Input material section start

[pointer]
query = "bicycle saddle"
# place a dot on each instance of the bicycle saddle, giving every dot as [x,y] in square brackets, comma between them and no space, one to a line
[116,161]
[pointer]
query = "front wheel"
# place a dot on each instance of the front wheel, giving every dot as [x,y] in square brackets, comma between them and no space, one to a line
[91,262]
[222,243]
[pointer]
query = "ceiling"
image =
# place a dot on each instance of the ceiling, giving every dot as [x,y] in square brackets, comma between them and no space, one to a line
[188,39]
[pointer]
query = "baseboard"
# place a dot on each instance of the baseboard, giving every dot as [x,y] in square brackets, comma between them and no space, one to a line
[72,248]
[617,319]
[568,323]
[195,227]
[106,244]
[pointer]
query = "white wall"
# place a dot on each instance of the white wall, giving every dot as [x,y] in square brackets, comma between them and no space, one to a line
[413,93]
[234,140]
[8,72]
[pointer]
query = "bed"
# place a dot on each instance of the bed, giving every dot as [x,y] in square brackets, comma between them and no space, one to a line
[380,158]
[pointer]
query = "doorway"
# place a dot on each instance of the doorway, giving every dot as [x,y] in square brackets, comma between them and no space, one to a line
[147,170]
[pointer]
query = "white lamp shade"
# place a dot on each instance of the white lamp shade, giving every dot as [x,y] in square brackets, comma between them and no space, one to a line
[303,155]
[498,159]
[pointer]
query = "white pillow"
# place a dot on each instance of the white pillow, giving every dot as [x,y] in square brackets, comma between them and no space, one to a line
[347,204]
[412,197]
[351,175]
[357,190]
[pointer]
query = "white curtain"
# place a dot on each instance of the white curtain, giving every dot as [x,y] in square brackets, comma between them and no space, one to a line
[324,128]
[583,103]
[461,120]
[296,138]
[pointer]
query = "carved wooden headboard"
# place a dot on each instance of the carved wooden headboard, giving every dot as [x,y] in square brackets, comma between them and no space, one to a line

Input material section end

Filter the records, keeping only lines that contain "query", and show those lines.

query = "bicycle saddle"
query = "front wheel"
query = "ceiling"
query = "baseboard"
query = "white wall"
query = "bed"
query = "doorway"
query = "white lamp shade"
query = "white pillow"
query = "white curtain"
query = "carved wooden headboard"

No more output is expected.